Let me explain further with an example. The Sopranos. There were certainly secrets in the Sopranos but the show wasn't really about secrets, it was about self-delusion. (You could argue that amounts to secrets kept from yourself, but you'd be overly semantic.) It was portrayed in a very full robust way. Everyone deluded themselves, and these delusions brought them pain and suffering and destruction, but they also allowed them to survive. Without her delusion, Carmella would have been living in a low-rent hovel with no hope for her children. The trade off is being a housewife-whore but her daughter is going to Columbia and her half-wit son has a shot at supporting himself. In which life would she have been better off? If Christopher didn't delude himself that he was really just a soldier and Tony earned his loyalty, he would have been the hopeless white trash, which is what he saw at the gas station when Adrianna told him of her betrayal. The point of the show wasn't just that everyone deludes themselves and suffers for it, it was also pointing out that self-delusion is inherently human and necessary and helpful at times in leading a net positive life. That's the insight into humanity raises it above the crowd. And while the personal conflicts are resolved, the conceptual ones are left open.

Translated to the current crop of shows, we would look for some indication that secrets have their purpose, they are a necessary fact of human civilization, and that they may do as much good as bad, that there is no clear resolution to the conflict between the inner and outer lives of these people. As I said, Mad Men is close -- you could argue it's there and I am just missing it and I wouldn't be quick to dispute you. Both Dexter and Breaking Bad seem to make the case, but only in the purpose of refuting it, not just letting it rest unsettled.

Regardless, my overwhelming evaluation of all this is that Television is the most vibrant contemporary art form. Not even movies match its vitality. Certainly nothing else comes close (including novels and pop music and anything else).

That's not to say there aren't stinkers and disappointments. The late Martin Scorcese's Boardwalk Empire, for example. In contrast to Goodfellas (referenced above), I don't think anyone will be reminiscing about Boardwalk Empire in 20 years. It may not last 20 weeks. It's formulaic organized crime stuff, poorly cast (Scorcese's casting in his last few crime films has been dumbfounding), dispassionately acted, and stuffily written. I'll watch the full season for a turnaround, but I don't have high hopes. Sad. I guess David Milch is our last best hope for a return to HBO's former glory.

[Detroit] Selling Detroit - Style Over Substance

Selling Detroit - Style Over Substance: It's been a awhile since I busted on the city of my birth, but a recent article in the WSJ irritated my pet peeve. At first glance it seems like one of those optimistic takes on a supposed turnaround in Detroit, a city which has been poised for a turnaround for the entire half-century of my life. But credit the WSJ for not completely falling for the happy camper story.

Centering on the massive influx of filmmaking projects in Detroit (and all of Michigan) since the implementation of a 42% tax rebate on any instate expenses incurred by production companies, the usual sunny but shallow comments abound:
So far, the entertainment industry has produced 7,000 production jobs, though many of those are part-time and without benefits.
[S]ays Mikey Eckstein, whom producers hired to help relocate actors-a job that includes everything from finding a math tutor and trumpet instructor for Mr. Imperioli's children to finding an apartment that can accommodate large dogs. "I paid off my mortgage before they even started shooting."
Well, that's one mortgage paid.

> [Provided records]
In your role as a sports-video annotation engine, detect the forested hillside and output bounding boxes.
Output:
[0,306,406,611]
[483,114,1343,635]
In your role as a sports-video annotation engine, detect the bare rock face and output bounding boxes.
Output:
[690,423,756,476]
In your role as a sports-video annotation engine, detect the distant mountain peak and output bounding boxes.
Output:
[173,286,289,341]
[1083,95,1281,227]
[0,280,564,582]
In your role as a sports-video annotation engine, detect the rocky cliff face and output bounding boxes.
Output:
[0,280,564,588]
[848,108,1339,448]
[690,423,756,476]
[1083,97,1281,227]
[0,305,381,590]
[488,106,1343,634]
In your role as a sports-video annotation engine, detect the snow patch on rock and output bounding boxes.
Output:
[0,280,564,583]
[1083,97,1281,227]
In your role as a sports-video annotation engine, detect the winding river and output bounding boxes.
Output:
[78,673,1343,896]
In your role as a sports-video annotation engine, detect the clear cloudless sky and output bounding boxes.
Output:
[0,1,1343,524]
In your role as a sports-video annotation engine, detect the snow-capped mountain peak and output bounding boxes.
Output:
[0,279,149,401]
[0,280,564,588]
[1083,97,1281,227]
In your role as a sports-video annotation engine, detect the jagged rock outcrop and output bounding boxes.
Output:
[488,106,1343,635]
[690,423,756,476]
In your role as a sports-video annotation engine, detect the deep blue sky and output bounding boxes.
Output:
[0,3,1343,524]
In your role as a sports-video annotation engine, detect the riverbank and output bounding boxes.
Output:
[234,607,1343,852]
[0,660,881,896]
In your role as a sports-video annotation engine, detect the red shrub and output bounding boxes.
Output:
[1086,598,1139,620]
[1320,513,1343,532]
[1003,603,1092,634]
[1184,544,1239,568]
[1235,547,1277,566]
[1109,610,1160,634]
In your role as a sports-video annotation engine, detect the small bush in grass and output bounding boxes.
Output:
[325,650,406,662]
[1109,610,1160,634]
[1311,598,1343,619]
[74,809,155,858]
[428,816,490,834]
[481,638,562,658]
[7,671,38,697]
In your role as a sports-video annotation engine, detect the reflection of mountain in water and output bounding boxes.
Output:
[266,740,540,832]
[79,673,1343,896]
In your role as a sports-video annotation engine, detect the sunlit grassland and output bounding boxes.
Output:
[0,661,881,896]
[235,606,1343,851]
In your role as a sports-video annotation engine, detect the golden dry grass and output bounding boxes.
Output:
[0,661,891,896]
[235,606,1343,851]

> [Requests]
1. From the text about television shows and Detroit, name every character from The Sopranos mentioned in its opening paragraph.
2. Count the lines of the records that contain the word "peak". Give only the number.

> [Per-task outputs]
1. Carmella, Christopher, Tony, Adrianna

2. 2